● DATA SUPPLIED
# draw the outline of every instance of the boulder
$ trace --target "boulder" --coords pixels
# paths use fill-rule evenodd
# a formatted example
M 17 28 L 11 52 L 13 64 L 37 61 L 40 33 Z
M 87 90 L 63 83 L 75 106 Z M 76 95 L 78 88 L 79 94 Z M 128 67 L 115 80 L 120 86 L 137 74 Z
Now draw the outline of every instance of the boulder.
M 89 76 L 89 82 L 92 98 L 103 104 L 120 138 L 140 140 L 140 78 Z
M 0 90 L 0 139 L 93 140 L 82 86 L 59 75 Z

---

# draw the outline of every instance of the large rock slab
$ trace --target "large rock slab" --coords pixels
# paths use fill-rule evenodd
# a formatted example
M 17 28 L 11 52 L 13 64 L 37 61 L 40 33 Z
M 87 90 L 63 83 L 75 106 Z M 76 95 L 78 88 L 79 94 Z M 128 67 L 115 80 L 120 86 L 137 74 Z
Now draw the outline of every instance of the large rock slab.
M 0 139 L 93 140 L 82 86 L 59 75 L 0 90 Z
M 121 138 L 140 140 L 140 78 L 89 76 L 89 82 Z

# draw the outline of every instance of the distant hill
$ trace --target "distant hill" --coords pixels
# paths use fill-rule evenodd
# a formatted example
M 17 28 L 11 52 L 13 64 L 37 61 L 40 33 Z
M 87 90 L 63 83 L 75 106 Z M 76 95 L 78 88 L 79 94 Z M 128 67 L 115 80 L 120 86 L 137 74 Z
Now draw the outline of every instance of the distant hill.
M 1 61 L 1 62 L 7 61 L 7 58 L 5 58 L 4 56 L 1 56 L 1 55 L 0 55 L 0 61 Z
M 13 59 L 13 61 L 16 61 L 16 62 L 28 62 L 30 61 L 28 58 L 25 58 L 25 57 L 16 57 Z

● YOUR TASK
Reproduce the listing lines from the one containing "# draw the outline of every instance of the boulder" through the one containing "M 0 90 L 0 139 L 93 140 L 82 86 L 59 75 Z", switching "boulder" to "large stone" everywhere and leaving all else untouched.

● FINAL RESULT
# draw the outline of every instance of the large stone
$ trace --target "large stone" --coords pixels
# paths use fill-rule evenodd
# a formatted example
M 17 28 L 11 52 L 13 64 L 37 61 L 40 33 Z
M 87 90 L 63 83 L 75 106 Z M 76 95 L 78 88 L 79 94 Z M 128 67 L 115 80 L 120 86 L 137 74 Z
Now draw the outline of every instance of the large stone.
M 89 76 L 89 82 L 92 98 L 103 104 L 120 138 L 140 140 L 140 78 Z
M 0 90 L 0 139 L 93 140 L 82 86 L 59 75 Z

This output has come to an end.